__Page text__:
- Harvard University Press
Off the Mark: How Grades, Ratings, and Rankings Undermine Learning (But Don't Have To)
Key Metrics
- Jack Schneider
- Harvard University Press
- Hardcover
- 9780674248410
- -
- -
- Education > Evaluation & Assessment
- English
Book Description
Amid widespread concern that our approach to testing and grading undermines education, two experts explain how schools can use assessment to support, rather than compromise, learning.
Anyone who has ever crammed for a test, capitulated to a grade-grubbing student, or fretted over a child's report card knows that the way we assess student learning in American schools is freighted with unintended consequences. But that's not all. As experts agree, our primary assessment technologies--grading, rating, and ranking--don't actually provide an accurate picture of how students are doing in school. Worse, they distort student and educator behavior in ways that undermine learning and exacerbate inequality. Yet despite widespread dissatisfaction, grades, test scores, and transcripts remain the currency of the realm.

__Task details__: Could you condense the paragraph in the book page above that begins "Anyone who has ever crammed" into a short bulleted list that keeps its main facts?

__Rows__:
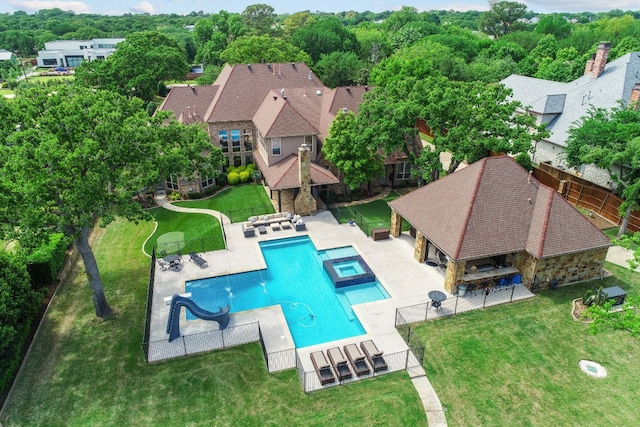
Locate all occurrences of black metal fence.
[142,248,156,362]
[395,285,531,328]
[295,346,424,393]
[155,236,226,256]
[142,322,260,363]
[329,206,382,236]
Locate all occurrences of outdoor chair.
[189,252,208,268]
[344,344,371,376]
[327,347,353,381]
[360,340,389,372]
[311,351,336,385]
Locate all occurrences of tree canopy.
[220,36,310,64]
[322,111,384,190]
[75,31,189,101]
[0,86,222,317]
[479,1,527,37]
[565,103,640,237]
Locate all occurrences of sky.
[0,0,640,15]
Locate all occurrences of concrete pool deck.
[150,202,533,426]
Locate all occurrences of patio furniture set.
[158,251,209,272]
[242,212,307,237]
[311,340,389,385]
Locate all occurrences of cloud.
[131,0,155,14]
[526,0,638,12]
[11,0,91,13]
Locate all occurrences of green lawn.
[144,208,225,254]
[0,221,426,427]
[415,263,640,426]
[338,191,410,235]
[176,184,275,222]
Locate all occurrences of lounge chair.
[360,340,389,372]
[311,351,336,385]
[189,252,208,268]
[327,347,353,381]
[344,344,371,377]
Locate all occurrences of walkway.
[150,192,447,427]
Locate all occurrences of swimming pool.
[185,236,389,348]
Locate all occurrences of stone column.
[413,230,427,262]
[295,144,317,216]
[391,210,402,237]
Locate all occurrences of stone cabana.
[389,156,611,293]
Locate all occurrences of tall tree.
[565,103,640,237]
[0,86,222,318]
[75,31,189,101]
[220,36,310,64]
[322,111,384,190]
[291,18,360,64]
[313,52,367,88]
[242,3,276,35]
[478,1,527,37]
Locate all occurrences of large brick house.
[501,42,640,188]
[159,62,390,211]
[389,156,611,292]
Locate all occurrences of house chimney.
[591,42,611,79]
[629,83,640,110]
[583,53,596,76]
[294,144,317,216]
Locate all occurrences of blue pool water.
[333,260,364,277]
[185,236,389,348]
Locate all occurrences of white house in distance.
[36,39,124,67]
[502,42,640,188]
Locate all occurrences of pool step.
[336,292,355,320]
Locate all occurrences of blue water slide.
[167,294,229,342]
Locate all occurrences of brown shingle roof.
[253,152,340,190]
[205,62,326,122]
[253,91,322,138]
[158,86,218,124]
[389,156,610,260]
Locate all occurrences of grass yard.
[414,263,640,427]
[144,208,225,255]
[176,184,275,222]
[0,221,426,427]
[339,190,411,235]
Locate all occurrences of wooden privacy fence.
[533,163,640,232]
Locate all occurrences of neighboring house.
[502,43,640,188]
[36,39,124,67]
[0,49,18,65]
[159,62,400,213]
[389,156,611,293]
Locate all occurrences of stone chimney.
[629,83,640,110]
[585,42,611,79]
[294,144,317,216]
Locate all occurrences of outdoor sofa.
[242,212,304,237]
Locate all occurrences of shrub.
[239,171,251,184]
[227,172,240,185]
[0,251,42,395]
[26,233,70,287]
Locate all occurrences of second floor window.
[271,137,282,156]
[396,162,411,180]
[218,130,229,152]
[231,129,240,151]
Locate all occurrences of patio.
[149,212,533,371]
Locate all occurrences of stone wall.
[516,248,608,289]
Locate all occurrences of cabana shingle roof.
[389,156,610,260]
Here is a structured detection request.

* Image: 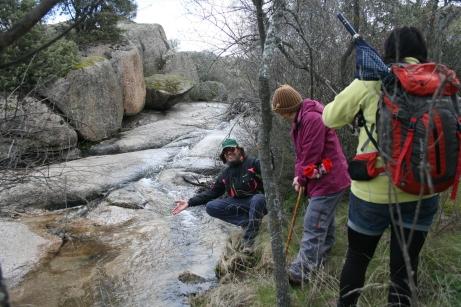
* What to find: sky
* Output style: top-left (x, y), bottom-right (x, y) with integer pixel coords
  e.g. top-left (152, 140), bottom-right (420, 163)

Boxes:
top-left (134, 0), bottom-right (232, 51)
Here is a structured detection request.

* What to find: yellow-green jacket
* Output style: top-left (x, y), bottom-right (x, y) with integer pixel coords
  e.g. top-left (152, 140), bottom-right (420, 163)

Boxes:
top-left (322, 58), bottom-right (431, 204)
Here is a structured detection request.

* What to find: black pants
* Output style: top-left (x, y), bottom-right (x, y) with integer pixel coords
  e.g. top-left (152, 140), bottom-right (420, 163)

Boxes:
top-left (0, 268), bottom-right (10, 307)
top-left (338, 227), bottom-right (427, 307)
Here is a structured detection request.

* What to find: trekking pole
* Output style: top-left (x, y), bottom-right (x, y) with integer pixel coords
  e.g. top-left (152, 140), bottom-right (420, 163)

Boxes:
top-left (285, 187), bottom-right (304, 257)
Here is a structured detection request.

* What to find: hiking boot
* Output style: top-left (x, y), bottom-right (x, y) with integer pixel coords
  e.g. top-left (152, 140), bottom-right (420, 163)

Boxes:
top-left (288, 265), bottom-right (310, 287)
top-left (242, 239), bottom-right (255, 255)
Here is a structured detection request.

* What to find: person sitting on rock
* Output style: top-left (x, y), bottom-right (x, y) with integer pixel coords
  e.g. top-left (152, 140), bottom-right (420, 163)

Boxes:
top-left (172, 138), bottom-right (267, 249)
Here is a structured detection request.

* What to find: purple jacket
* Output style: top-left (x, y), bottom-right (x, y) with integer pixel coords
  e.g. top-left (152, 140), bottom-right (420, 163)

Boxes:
top-left (291, 99), bottom-right (351, 196)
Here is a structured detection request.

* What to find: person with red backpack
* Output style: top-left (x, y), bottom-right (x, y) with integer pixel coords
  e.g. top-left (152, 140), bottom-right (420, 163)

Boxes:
top-left (322, 27), bottom-right (459, 307)
top-left (272, 85), bottom-right (350, 285)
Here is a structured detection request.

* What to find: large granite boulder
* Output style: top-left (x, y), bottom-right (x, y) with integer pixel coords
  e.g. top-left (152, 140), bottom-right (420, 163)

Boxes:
top-left (145, 74), bottom-right (194, 110)
top-left (0, 97), bottom-right (77, 160)
top-left (163, 51), bottom-right (200, 83)
top-left (189, 81), bottom-right (227, 101)
top-left (81, 40), bottom-right (146, 116)
top-left (111, 48), bottom-right (146, 115)
top-left (43, 57), bottom-right (123, 141)
top-left (119, 22), bottom-right (170, 76)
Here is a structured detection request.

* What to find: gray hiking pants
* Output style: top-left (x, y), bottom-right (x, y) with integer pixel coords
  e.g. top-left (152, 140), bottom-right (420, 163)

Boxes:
top-left (289, 190), bottom-right (346, 276)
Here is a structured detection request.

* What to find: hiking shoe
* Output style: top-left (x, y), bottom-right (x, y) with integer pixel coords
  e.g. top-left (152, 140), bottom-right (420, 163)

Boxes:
top-left (242, 239), bottom-right (255, 255)
top-left (288, 267), bottom-right (310, 287)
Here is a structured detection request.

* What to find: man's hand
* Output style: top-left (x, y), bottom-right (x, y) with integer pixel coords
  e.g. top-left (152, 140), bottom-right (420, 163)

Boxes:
top-left (171, 199), bottom-right (189, 215)
top-left (293, 176), bottom-right (301, 192)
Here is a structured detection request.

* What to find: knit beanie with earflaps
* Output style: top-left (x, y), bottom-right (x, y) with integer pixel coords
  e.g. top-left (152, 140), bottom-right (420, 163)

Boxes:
top-left (272, 84), bottom-right (303, 114)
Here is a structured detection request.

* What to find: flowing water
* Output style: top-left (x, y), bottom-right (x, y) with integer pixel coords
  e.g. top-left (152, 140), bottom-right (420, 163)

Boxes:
top-left (4, 102), bottom-right (241, 307)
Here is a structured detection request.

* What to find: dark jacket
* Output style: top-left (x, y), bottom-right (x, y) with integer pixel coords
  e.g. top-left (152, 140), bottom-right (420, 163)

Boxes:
top-left (189, 158), bottom-right (264, 206)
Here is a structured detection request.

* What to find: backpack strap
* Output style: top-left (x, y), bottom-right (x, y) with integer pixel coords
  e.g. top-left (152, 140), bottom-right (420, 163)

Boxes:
top-left (393, 117), bottom-right (417, 184)
top-left (357, 110), bottom-right (382, 154)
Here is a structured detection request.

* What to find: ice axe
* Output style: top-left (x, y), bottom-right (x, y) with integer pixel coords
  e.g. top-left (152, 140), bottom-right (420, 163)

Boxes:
top-left (285, 187), bottom-right (304, 257)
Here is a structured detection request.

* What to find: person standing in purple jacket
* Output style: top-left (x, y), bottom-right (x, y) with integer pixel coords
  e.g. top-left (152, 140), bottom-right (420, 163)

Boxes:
top-left (272, 85), bottom-right (350, 285)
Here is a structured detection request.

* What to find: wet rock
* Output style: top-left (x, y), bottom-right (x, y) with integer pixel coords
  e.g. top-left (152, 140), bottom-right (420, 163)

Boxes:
top-left (178, 271), bottom-right (206, 284)
top-left (87, 202), bottom-right (136, 226)
top-left (0, 220), bottom-right (56, 287)
top-left (90, 102), bottom-right (226, 154)
top-left (145, 74), bottom-right (194, 111)
top-left (106, 187), bottom-right (148, 209)
top-left (0, 149), bottom-right (174, 208)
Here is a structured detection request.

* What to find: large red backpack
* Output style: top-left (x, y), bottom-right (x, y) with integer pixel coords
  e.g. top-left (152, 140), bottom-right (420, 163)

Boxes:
top-left (365, 63), bottom-right (461, 198)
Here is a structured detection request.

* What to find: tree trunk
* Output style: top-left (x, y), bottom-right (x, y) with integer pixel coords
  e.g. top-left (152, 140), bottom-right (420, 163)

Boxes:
top-left (253, 0), bottom-right (290, 306)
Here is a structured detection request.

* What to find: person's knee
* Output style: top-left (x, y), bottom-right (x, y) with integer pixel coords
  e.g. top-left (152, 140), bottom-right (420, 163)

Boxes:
top-left (251, 194), bottom-right (266, 213)
top-left (206, 201), bottom-right (220, 217)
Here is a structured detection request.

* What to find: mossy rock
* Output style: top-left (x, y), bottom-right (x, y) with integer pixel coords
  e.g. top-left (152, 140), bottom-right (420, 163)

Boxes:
top-left (189, 81), bottom-right (227, 101)
top-left (74, 55), bottom-right (106, 69)
top-left (144, 74), bottom-right (194, 110)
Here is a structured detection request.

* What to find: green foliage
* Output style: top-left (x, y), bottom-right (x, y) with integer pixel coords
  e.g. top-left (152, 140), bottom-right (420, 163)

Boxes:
top-left (199, 192), bottom-right (461, 307)
top-left (0, 0), bottom-right (78, 92)
top-left (145, 74), bottom-right (190, 94)
top-left (62, 0), bottom-right (137, 45)
top-left (73, 55), bottom-right (106, 69)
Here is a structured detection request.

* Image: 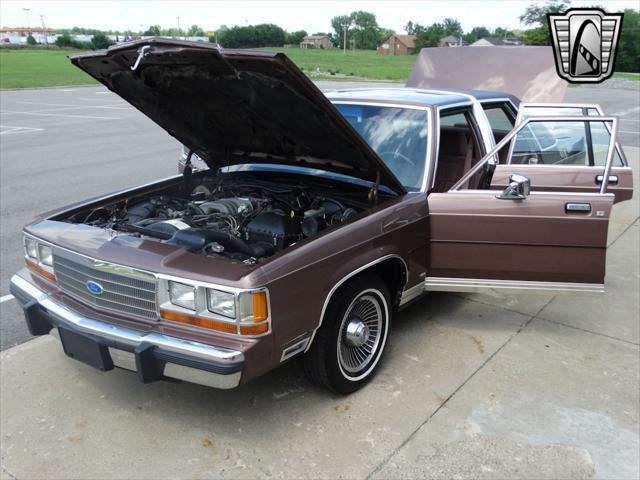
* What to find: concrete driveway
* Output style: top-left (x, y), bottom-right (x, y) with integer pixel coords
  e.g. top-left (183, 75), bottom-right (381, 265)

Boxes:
top-left (0, 82), bottom-right (640, 479)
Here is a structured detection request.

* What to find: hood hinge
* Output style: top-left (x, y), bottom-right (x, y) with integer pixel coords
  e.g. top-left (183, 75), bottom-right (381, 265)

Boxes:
top-left (367, 170), bottom-right (380, 205)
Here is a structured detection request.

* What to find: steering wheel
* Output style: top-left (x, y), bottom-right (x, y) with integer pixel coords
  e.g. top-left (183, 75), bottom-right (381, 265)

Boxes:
top-left (378, 150), bottom-right (417, 168)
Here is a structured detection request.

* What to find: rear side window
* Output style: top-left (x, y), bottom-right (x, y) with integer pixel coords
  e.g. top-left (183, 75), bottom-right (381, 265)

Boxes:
top-left (510, 121), bottom-right (623, 166)
top-left (484, 106), bottom-right (514, 134)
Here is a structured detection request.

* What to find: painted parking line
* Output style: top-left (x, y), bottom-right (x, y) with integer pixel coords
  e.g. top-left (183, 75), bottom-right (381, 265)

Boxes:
top-left (0, 294), bottom-right (16, 303)
top-left (612, 107), bottom-right (640, 117)
top-left (0, 110), bottom-right (122, 120)
top-left (16, 102), bottom-right (131, 113)
top-left (0, 125), bottom-right (44, 135)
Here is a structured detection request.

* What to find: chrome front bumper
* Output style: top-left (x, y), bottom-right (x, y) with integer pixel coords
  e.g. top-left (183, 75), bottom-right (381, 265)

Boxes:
top-left (11, 275), bottom-right (244, 389)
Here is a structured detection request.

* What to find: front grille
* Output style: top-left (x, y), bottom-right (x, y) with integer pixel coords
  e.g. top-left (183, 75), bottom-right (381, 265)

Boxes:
top-left (53, 252), bottom-right (158, 319)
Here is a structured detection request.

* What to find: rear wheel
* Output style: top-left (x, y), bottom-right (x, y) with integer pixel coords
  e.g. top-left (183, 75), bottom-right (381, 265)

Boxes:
top-left (303, 275), bottom-right (391, 394)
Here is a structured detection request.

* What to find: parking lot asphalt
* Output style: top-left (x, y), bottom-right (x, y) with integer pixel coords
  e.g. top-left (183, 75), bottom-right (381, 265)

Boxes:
top-left (0, 84), bottom-right (640, 478)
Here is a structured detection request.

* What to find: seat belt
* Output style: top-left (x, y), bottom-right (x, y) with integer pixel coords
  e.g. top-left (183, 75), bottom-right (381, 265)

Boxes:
top-left (462, 136), bottom-right (473, 188)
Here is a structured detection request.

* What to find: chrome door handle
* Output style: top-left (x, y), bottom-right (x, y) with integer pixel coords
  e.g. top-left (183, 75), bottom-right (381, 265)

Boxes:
top-left (564, 203), bottom-right (591, 213)
top-left (596, 175), bottom-right (618, 185)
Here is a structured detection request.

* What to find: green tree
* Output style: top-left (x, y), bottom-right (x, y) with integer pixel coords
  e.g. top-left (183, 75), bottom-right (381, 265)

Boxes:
top-left (286, 30), bottom-right (307, 45)
top-left (142, 25), bottom-right (161, 37)
top-left (415, 23), bottom-right (448, 51)
top-left (56, 33), bottom-right (73, 47)
top-left (520, 0), bottom-right (571, 26)
top-left (520, 0), bottom-right (571, 45)
top-left (187, 25), bottom-right (204, 37)
top-left (349, 10), bottom-right (382, 50)
top-left (404, 21), bottom-right (424, 35)
top-left (331, 10), bottom-right (388, 50)
top-left (464, 27), bottom-right (491, 43)
top-left (214, 23), bottom-right (285, 48)
top-left (524, 26), bottom-right (551, 45)
top-left (442, 17), bottom-right (463, 37)
top-left (91, 32), bottom-right (113, 50)
top-left (331, 15), bottom-right (351, 47)
top-left (615, 8), bottom-right (640, 73)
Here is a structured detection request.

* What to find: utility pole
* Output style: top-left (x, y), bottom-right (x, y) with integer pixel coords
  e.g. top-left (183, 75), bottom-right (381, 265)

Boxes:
top-left (342, 22), bottom-right (350, 55)
top-left (22, 8), bottom-right (31, 37)
top-left (40, 14), bottom-right (49, 48)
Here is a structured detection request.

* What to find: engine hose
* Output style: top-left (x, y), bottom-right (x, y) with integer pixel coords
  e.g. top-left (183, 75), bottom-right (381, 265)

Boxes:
top-left (167, 228), bottom-right (273, 258)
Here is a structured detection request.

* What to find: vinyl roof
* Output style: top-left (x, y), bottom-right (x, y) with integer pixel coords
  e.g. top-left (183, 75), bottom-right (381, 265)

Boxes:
top-left (324, 87), bottom-right (520, 107)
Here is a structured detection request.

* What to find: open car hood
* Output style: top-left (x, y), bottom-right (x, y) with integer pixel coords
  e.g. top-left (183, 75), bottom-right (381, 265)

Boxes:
top-left (71, 38), bottom-right (404, 193)
top-left (407, 47), bottom-right (567, 103)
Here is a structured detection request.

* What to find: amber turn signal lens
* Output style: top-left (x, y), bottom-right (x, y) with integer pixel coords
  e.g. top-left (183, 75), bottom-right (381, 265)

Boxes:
top-left (251, 292), bottom-right (269, 322)
top-left (240, 323), bottom-right (269, 335)
top-left (160, 310), bottom-right (238, 333)
top-left (26, 260), bottom-right (56, 283)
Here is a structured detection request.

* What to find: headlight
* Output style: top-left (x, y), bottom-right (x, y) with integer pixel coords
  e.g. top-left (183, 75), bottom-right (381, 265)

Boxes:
top-left (24, 237), bottom-right (38, 260)
top-left (38, 245), bottom-right (53, 267)
top-left (207, 288), bottom-right (236, 318)
top-left (169, 281), bottom-right (196, 310)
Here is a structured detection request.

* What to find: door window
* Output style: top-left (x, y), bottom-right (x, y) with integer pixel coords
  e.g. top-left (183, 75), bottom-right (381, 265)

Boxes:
top-left (516, 103), bottom-right (626, 167)
top-left (510, 121), bottom-right (623, 166)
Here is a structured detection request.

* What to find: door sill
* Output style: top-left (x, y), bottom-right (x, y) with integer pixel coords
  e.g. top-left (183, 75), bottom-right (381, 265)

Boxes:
top-left (424, 277), bottom-right (604, 293)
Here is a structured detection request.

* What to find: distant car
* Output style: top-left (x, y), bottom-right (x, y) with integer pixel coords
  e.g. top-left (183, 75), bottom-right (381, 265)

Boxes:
top-left (11, 39), bottom-right (632, 393)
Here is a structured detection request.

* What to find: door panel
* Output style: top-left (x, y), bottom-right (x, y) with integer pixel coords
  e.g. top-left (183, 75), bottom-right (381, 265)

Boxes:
top-left (426, 190), bottom-right (614, 291)
top-left (491, 164), bottom-right (633, 203)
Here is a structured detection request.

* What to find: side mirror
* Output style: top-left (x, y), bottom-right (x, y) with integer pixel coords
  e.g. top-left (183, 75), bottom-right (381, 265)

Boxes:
top-left (496, 173), bottom-right (531, 200)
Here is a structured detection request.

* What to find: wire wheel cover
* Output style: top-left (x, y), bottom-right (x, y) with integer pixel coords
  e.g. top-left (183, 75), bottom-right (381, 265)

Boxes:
top-left (338, 292), bottom-right (384, 374)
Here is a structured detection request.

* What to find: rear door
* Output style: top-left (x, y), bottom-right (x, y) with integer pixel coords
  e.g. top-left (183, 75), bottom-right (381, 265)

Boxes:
top-left (425, 116), bottom-right (617, 291)
top-left (491, 103), bottom-right (633, 203)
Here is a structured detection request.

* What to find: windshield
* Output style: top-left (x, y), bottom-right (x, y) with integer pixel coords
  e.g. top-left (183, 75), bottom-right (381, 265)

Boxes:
top-left (335, 103), bottom-right (429, 191)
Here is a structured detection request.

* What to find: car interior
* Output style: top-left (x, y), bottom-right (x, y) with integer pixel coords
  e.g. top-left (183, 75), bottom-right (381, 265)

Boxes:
top-left (431, 112), bottom-right (483, 193)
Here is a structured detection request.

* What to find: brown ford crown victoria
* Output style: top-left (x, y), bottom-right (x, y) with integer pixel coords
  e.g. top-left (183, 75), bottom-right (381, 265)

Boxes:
top-left (11, 39), bottom-right (632, 393)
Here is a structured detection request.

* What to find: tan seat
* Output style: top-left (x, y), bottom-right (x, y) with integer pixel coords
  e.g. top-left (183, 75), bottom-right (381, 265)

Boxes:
top-left (433, 128), bottom-right (473, 192)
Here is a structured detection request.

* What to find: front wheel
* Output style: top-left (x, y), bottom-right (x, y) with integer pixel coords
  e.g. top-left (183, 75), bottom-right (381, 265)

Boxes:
top-left (303, 275), bottom-right (391, 394)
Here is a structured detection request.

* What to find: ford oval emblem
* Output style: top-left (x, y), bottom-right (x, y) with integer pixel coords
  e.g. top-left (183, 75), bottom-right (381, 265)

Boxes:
top-left (87, 280), bottom-right (104, 295)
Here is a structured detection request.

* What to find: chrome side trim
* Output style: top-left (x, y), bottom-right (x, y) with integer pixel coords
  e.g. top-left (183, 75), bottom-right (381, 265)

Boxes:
top-left (424, 277), bottom-right (604, 293)
top-left (400, 282), bottom-right (425, 306)
top-left (280, 337), bottom-right (309, 363)
top-left (11, 275), bottom-right (244, 365)
top-left (304, 254), bottom-right (409, 352)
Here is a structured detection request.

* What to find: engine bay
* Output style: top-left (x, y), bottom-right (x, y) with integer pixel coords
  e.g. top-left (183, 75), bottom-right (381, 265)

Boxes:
top-left (64, 174), bottom-right (370, 264)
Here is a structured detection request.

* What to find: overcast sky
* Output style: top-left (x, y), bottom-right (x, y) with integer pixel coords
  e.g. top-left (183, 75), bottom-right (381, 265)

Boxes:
top-left (0, 0), bottom-right (638, 33)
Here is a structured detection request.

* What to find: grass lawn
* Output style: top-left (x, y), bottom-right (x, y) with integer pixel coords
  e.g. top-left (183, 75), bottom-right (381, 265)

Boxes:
top-left (265, 48), bottom-right (416, 82)
top-left (0, 48), bottom-right (416, 88)
top-left (611, 73), bottom-right (640, 82)
top-left (0, 48), bottom-right (96, 88)
top-left (0, 48), bottom-right (640, 88)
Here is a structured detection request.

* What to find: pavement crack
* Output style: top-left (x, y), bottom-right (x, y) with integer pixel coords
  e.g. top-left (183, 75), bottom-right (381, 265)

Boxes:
top-left (2, 467), bottom-right (18, 480)
top-left (453, 293), bottom-right (550, 316)
top-left (366, 295), bottom-right (556, 480)
top-left (537, 317), bottom-right (640, 347)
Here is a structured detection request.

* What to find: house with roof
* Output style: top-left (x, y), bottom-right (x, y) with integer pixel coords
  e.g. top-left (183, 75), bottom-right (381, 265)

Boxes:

__The completed task__:
- How American schools assess student learning has unintended consequences, familiar to anyone who has crammed for a test, given in to a grade-grubbing student, or worried over a child's report card.
- Experts agree that grading, rating, and ranking, the main assessment tools, don't give an accurate picture of how students are doing.
- These tools distort the behavior of students and educators in ways that undermine learning and worsen inequality.
- Despite widespread dissatisfaction, grades, test scores, and transcripts remain "the currency of the realm."